Reproduce the passage on geothermal heat from "Would combining a" to "need that back-up?", changing "methane gas" to "natural gas" wherever it occurs.

TEXT SECTION:
..........

Would combining a CHP unit with geothermal heat be viable?

‘We only use them as a back-up for geothermal heat. Our tomatoes aren’t grown with assimilation lighting, so we don’t need the CHP units for that. We do have one CHP unit that’s constantly in operation. It runs on gas from the heat well. The water from the geothermal well apparently contained methane gas. An old 0.9 kWh CHP unit was used to assess the possibility of using this by-product. As soon as it became apparent that we could, we bought a new CHP unit with a little more capacity that could be run at full capacity on the by-product. With this CHP unit in addition to the geothermal heat we have exactly as much energy as we need. We can independently provide in 100% of our energy need.’

Do you really need that back-up?

‘The geothermal heat well initially met all our expectations, but we experienced a problem in March 2015 when the pump got disconnected. It was anticipated that this pump was located 400 meters below the surface and we had to “fishing” for it. We were able to retrieve the motor, but the pump had sunk to a depth of 2,400 metres. We tried to get it our using a cable with a grapnel. After fourteen attempts we decided to give it one last try and were successful.

‘That’s the problem with new technology; you simply don’t have everything fully under control. Initially everything was running smoothly, with a flow rate of 90 up to 185m3/hr. After some time, the return water was no longer absorbed as easily into the ground; the rate dropped to 60m3/hr. We then discovered that it contained gas. The deeper you get, the warmer the gas becomes and it expands, which makes pumping more and more difficult. We then halted operations. Some relief was brought by a separator, which is now being used to retrieve the gas from the supply pipe that fuels the CHP unit. All of this caused us quite a headache. We had to adjust the process three times before it finally worked properly.’

Were you taking too big a risk when you switched to geothermal energy?

‘Innovation is always paired with risks. You could just as easily say: “I prefer not to take that risk”, but that only leads to stagnation. Fortunately, the government can lend a helping hand by supporting, stimulating and acting as a safety net. Ultimately, all the risks such a business case entails are covered sufficiently. It is very important that innovative projects are backed by the government, because they serve a higher purpose, after all. The entire sector can benefit from the know-how thus gained. Besides that, you can use geothermal energy for a multitude of purposes. Look at our oven-dried tomatoes, for example.’

What else can you do with geothermal energy?

..........

INFORMATION SHOWN:
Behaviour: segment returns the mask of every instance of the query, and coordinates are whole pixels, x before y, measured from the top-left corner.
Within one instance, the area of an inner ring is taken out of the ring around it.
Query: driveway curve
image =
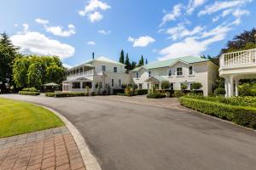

..........

WRITTEN REPLY:
Would combining a CHP unit with geothermal heat be viable?

‘We only use them as a back-up for geothermal heat. Our tomatoes aren’t grown with assimilation lighting, so we don’t need the CHP units for that. We do have one CHP unit that’s constantly in operation. It runs on gas from the heat well. The water from the geothermal well apparently contained natural gas. An old 0.9 kWh CHP unit was used to assess the possibility of using this by-product. As soon as it became apparent that we could, we bought a new CHP unit with a little more capacity that could be run at full capacity on the by-product. With this CHP unit in addition to the geothermal heat we have exactly as much energy as we need. We can independently provide in 100% of our energy need.’

Do you really need that back-up?